### Do this
Could you repeat the records below exactly, leaving out any pictures?

(Records of labeled points)

***

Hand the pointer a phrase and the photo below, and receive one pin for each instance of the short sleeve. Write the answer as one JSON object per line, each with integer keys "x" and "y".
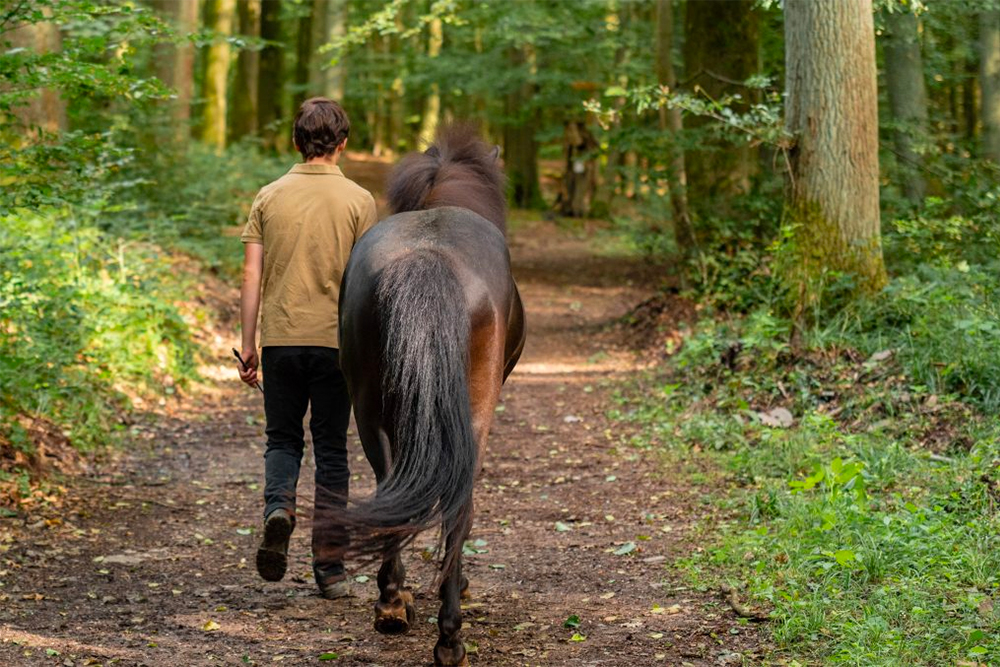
{"x": 254, "y": 231}
{"x": 367, "y": 217}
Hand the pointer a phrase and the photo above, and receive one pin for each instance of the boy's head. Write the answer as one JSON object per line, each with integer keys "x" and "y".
{"x": 321, "y": 127}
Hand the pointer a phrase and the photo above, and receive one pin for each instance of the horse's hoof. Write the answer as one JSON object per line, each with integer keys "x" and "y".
{"x": 451, "y": 656}
{"x": 396, "y": 617}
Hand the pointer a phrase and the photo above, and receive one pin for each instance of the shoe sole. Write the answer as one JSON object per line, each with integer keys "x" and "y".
{"x": 272, "y": 556}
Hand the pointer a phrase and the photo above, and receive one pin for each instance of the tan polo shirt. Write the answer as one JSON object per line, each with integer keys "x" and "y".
{"x": 308, "y": 221}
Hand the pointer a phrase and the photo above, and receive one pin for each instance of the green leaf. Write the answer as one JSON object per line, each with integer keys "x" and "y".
{"x": 844, "y": 556}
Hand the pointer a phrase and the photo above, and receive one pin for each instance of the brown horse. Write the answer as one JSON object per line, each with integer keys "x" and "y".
{"x": 431, "y": 324}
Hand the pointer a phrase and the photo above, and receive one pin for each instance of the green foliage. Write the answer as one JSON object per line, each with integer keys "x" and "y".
{"x": 868, "y": 526}
{"x": 86, "y": 320}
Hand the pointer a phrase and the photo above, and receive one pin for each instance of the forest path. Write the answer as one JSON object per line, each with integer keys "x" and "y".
{"x": 152, "y": 564}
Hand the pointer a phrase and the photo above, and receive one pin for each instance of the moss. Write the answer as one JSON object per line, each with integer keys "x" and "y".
{"x": 823, "y": 268}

***

### Written answer
Hand the pointer a phrase and the photo below, and receive one pin for each instance of the short sleeve. Write the answer as one JSON object per line, each with integer keys "x" and "y".
{"x": 254, "y": 231}
{"x": 367, "y": 217}
Hand the pointer a phrase and the photo above, and receive one pin for each instance of the boy's head. Write the answer as one JSON object per line, each with integer keys "x" and "y".
{"x": 321, "y": 127}
Hand the pointer a phrase and the photo above, and receive one pin for each instance of the horse's hoof. Write the answer as one JSON object per line, each with integer keys "x" and "y".
{"x": 451, "y": 656}
{"x": 396, "y": 617}
Hand the pointer a phrase and the photo above, and receive one pin for each instance of the shoe sole. Write the answer as one JSON object per line, each with integer keys "x" and "y".
{"x": 272, "y": 556}
Hand the pointer a phrase and the photo above, and receive one pin for each instance of the tan polo shirt. Write the answer as one JSON object per line, each with integer keys "x" and "y".
{"x": 308, "y": 221}
Hand the pointer a phrase and the photo above, and receive one pin for each instance of the green leaf. Write the answer as one JSON object per line, each with integer keys "x" and "y".
{"x": 844, "y": 556}
Hand the pointer a phrase and the photo above, and receive one pin for each instance of the brown horse. Write the answer as one JSON object per line, each with integer keys "x" and "y".
{"x": 431, "y": 324}
Hand the pointer a phrase and the photo above, and receive one pin for each instance of the green foliage. Write the answer as one JSON object per line, each with integer keys "x" and "y".
{"x": 868, "y": 526}
{"x": 86, "y": 320}
Hand the pointer a phrase and the photo above, and receive one pin for each instance of the forest path. Write the answer as one JSON object per line, each with integer keys "x" and "y".
{"x": 152, "y": 564}
Hand the pointer a phrase and the photo above, and receive one pin for each instance of the moss. Write the answer as one JSON object per line, each with integer keys "x" and "y".
{"x": 823, "y": 268}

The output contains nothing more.